--- START OF MATERIAL FOR THIS TASK ---
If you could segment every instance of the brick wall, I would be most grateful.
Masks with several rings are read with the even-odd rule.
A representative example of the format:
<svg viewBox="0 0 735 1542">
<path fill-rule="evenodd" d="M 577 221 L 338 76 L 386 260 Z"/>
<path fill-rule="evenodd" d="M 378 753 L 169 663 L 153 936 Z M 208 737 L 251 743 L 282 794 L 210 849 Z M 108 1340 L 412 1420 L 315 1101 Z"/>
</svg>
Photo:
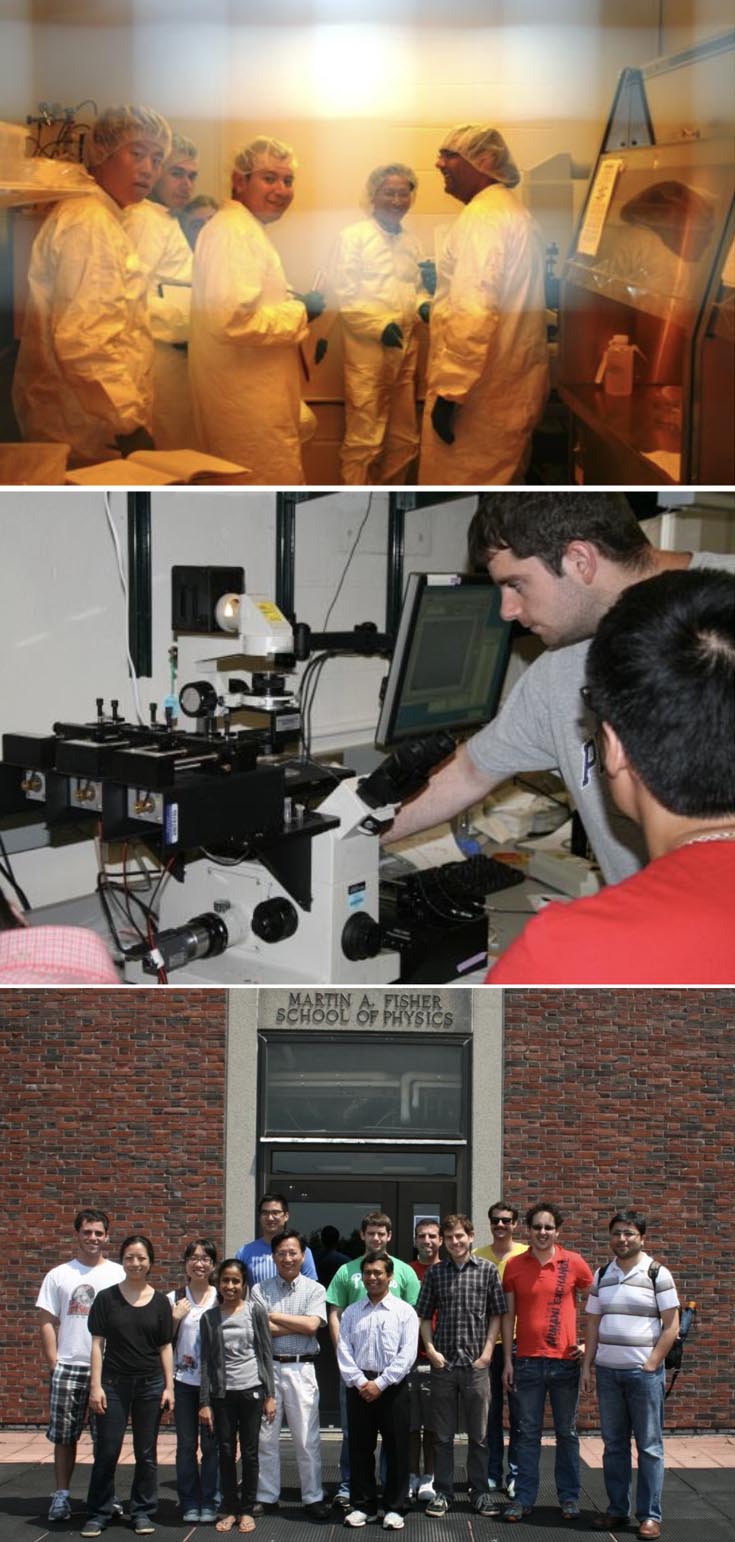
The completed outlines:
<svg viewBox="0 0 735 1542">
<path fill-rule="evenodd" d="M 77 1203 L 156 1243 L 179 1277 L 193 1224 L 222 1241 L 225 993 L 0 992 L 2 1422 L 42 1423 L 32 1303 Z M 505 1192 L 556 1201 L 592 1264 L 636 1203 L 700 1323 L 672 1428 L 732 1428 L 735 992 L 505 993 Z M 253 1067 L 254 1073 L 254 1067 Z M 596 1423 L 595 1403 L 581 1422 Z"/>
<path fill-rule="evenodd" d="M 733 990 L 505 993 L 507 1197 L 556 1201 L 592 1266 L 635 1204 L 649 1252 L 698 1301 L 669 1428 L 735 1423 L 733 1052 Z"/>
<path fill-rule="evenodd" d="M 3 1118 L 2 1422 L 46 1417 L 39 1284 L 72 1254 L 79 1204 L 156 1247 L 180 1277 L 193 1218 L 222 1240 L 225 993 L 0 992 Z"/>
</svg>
--- END OF MATERIAL FOR THIS TASK ---
--- START OF MATERIAL FOR THIS TASK ---
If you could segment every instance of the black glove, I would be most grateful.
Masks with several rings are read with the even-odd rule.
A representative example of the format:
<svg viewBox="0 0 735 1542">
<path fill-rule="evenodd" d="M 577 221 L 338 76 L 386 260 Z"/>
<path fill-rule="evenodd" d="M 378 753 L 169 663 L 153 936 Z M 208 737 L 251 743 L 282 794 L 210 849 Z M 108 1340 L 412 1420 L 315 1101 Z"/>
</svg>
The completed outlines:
--- END OF MATERIAL FOR THIS TASK ---
Pick out each line in the material above that contains the word "could", and copy those lines.

▶ _FULL RESPONSE_
If you could segment every instance of the brick wall, I would be most grateful.
If you could segment every instance of the black glove, I would be most grateful.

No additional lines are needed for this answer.